INPUT:

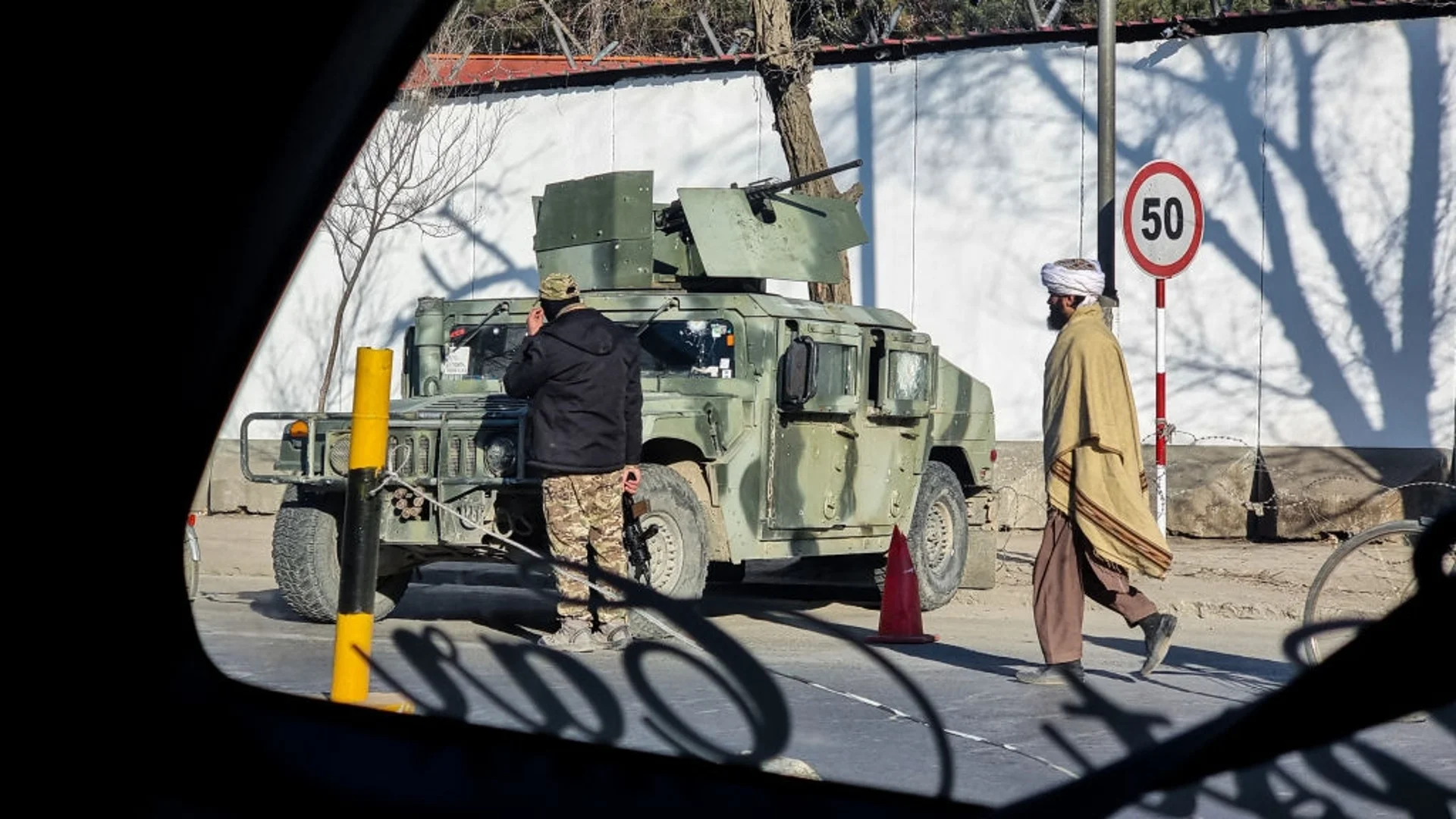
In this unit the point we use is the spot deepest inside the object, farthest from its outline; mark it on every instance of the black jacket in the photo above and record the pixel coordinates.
(582, 375)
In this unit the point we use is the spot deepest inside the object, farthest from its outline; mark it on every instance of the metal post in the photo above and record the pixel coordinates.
(1161, 422)
(359, 553)
(1107, 153)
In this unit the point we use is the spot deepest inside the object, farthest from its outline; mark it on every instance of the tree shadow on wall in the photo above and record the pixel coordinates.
(1365, 344)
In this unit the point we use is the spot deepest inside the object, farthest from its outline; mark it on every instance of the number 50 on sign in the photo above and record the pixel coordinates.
(1163, 223)
(1163, 219)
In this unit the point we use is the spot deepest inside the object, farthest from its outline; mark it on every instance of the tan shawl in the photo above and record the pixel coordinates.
(1091, 447)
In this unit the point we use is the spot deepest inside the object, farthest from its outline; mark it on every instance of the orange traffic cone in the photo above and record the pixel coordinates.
(900, 608)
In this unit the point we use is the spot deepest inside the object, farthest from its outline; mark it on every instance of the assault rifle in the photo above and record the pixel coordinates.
(635, 538)
(673, 221)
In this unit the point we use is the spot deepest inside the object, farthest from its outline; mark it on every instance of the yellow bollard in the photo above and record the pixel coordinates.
(359, 553)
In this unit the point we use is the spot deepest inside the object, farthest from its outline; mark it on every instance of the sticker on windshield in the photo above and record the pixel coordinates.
(456, 363)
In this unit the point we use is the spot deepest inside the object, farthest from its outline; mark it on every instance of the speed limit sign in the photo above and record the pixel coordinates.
(1163, 219)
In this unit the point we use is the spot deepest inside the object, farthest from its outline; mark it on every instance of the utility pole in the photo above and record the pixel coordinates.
(1107, 155)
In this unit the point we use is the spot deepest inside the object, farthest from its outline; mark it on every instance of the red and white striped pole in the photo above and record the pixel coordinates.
(1161, 423)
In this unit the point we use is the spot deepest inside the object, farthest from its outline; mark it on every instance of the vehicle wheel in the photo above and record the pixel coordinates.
(191, 563)
(679, 550)
(1363, 579)
(306, 558)
(938, 537)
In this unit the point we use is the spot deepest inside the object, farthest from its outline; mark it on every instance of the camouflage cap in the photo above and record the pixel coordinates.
(558, 287)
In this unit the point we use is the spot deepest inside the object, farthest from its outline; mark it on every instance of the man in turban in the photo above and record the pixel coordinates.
(1098, 523)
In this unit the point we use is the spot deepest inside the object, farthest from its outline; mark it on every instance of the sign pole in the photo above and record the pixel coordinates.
(1161, 423)
(1163, 224)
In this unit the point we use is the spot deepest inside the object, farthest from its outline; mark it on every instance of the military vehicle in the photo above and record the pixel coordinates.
(774, 428)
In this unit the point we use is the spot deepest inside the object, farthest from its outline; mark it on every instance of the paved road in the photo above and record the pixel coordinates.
(498, 678)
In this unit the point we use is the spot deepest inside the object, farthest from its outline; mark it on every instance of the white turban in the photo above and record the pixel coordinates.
(1069, 281)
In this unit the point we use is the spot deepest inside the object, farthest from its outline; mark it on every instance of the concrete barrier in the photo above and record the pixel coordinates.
(1280, 493)
(228, 490)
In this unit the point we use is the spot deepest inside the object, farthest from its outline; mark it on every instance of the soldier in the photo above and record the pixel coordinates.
(1098, 523)
(582, 375)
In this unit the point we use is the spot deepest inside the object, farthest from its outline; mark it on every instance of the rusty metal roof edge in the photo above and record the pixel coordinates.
(894, 50)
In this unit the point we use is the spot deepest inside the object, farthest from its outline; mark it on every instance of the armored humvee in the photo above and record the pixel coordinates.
(774, 428)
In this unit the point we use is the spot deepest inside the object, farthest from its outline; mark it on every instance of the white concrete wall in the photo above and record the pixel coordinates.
(1321, 309)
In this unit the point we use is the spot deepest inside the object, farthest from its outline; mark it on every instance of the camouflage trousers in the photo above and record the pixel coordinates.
(584, 512)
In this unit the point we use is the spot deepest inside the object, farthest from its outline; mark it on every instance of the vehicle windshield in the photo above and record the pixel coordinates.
(688, 349)
(485, 356)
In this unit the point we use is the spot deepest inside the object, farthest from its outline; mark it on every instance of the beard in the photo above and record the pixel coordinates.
(1056, 319)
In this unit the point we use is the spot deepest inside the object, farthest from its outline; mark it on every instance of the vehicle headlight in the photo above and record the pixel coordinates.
(500, 455)
(340, 453)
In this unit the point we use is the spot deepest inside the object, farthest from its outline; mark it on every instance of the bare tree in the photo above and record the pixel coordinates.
(421, 152)
(785, 64)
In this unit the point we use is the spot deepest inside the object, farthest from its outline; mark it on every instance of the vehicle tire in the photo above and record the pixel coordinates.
(679, 550)
(1365, 577)
(938, 538)
(191, 563)
(306, 558)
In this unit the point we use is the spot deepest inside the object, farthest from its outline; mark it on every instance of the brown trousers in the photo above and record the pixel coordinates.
(1065, 572)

INSTRUCTIONS TO FOLLOW:
Only the lines from the one with "of the bare" through the end of the material are wanted; copy them exactly, both ends included.

WRITTEN REPLY:
In this unit the point we use is the spot deepest inside the object, farthest from its outline; mark it on every instance of the bare tree in the photo above and record the pixel coordinates.
(421, 152)
(785, 64)
In this unit the point we use is the spot deepest inside the object, farthest from its outline; mark it on every instance of the vehicle tire in the photo above and record the pixel coordinates.
(679, 550)
(1365, 577)
(938, 538)
(191, 563)
(306, 558)
In this unit the point we use is the spot deepest inside the object, farthest from its outline; mark it on every instance of the brown trousers in the photo above and record the pixel coordinates.
(1065, 572)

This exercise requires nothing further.